START Text block

Runs MATRIX regularization. Uses the routines corresponding to Tikhonov, LASSO, or elastic net depending on the value of self.reg. Plots the LDM using _plot_LDM(GA_taus). The GA_taus can be a list of lifetimes calculated from a global analysis which will be plotted as horizontal lines on the LDM.

replot(GA_taus=None, num_c=10)

Will close the current plot of the LDM and replot it using _plot_LDM and a new number of contour levels corresponding to num_c.

updateData(data)

Retrieves the working dataset, wavelengths, time points and IRF parameters from the data object storing these in object variables. Then runs genD() to create the matrix of exponential decays.

updateParams(taus, alphas, reg, L, simfit)

Updates parameters corresponding to regularization, and fitting routines. Taus is a list of lifetimes. Alphas, is a list of alpha values used for the matrix regularization routines. reg is a string taking the values of "L2" for Tikhonov regularization, "L1" for LASSO regularization, and "elnet" for elastic net regularization. L is the regularization matrix, which by default (during initialization) is an identity matrix, whose size is given by the number of lifetimes. simfit is a boolean, which if true means that fit statistics are calculated for all wavelengths simultaneously. (Note: Do not set to false at the moment or fit statistics will not be displayed.)

END Text block
START Supplied records

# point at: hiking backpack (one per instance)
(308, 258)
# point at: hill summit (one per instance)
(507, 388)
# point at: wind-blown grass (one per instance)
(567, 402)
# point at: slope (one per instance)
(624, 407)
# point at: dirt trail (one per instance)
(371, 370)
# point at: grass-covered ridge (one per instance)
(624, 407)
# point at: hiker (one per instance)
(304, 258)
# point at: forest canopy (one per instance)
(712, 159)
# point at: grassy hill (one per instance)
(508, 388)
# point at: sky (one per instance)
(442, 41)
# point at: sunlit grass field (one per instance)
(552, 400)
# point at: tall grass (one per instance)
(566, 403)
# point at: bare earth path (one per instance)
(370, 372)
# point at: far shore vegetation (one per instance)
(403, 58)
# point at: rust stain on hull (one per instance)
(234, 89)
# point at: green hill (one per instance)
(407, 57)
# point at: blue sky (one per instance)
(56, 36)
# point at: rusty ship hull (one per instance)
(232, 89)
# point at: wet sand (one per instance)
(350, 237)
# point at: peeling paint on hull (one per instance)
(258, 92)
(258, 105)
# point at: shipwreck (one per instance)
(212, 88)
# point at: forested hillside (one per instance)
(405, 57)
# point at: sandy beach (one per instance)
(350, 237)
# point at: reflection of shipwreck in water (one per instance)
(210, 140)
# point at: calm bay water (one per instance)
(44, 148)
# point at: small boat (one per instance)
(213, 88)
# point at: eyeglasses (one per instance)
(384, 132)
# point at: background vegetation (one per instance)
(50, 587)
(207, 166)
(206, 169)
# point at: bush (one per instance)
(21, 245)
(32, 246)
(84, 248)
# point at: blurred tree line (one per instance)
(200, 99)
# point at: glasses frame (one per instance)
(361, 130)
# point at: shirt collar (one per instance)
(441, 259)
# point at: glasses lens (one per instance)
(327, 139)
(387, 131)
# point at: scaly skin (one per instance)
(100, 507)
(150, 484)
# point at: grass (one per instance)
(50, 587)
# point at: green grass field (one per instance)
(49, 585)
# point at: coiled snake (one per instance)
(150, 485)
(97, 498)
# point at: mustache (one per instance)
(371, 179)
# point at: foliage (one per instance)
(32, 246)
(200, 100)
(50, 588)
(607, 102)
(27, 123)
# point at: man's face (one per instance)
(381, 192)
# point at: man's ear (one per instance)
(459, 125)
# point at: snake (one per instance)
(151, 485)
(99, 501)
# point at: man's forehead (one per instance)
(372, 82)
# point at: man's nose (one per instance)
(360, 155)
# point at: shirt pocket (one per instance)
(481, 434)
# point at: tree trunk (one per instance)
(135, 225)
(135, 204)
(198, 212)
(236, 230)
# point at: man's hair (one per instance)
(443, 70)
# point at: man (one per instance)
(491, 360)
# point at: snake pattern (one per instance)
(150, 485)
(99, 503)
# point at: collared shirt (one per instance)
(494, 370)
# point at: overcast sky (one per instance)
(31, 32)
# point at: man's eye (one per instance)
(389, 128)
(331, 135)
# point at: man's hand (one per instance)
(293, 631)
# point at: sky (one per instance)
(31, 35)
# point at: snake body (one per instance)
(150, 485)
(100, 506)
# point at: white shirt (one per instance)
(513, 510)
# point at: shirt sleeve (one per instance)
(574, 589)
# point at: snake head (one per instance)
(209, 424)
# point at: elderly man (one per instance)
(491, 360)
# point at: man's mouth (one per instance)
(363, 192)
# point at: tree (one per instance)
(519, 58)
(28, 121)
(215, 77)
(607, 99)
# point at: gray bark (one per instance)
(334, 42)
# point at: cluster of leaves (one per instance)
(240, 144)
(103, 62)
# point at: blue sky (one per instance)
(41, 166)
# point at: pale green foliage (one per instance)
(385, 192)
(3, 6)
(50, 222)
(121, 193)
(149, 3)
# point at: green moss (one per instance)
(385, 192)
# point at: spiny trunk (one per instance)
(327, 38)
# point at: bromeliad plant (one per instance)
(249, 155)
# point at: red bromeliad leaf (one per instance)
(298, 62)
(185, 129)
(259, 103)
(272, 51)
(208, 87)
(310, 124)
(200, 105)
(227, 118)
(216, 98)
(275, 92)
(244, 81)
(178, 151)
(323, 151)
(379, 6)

END Supplied records

**Directions:**
A. Does each statement agree with the regularization documentation? Answer yes or no for each, and quote the deciding words. (i) By default, L is an identity matrix. (ii) replot keeps the current LDM plot open while drawing a new one. (iii) Setting reg to "L1" selects Tikhonov regularization.
B. Set down the passage of the regularization documentation starting at "replot(GA_taus=None, num_c=10)" and ending at "corresponding to num_c.".
C. Which parameters does updateParams take, according to the regularization documentation? List every one.
These lines come from a source separate from the regularization documentation.

**Worked solutions:**
A.
(i) Yes: "L is the regularization matrix, which by default (during initialization) is an identity matrix"
(ii) No: "Will close the current plot of the LDM and replot it"
(iii) No: "reg is a string taking the values of "L2" for Tikhonov regularization, "L1" for LASSO regularization"

B.
replot(GA_taus=None, num_c=10)

Will close the current plot of the LDM and replot it using _plot_LDM and a new number of contour levels corresponding to num_c.

C. taus, alphas, reg, L, simfit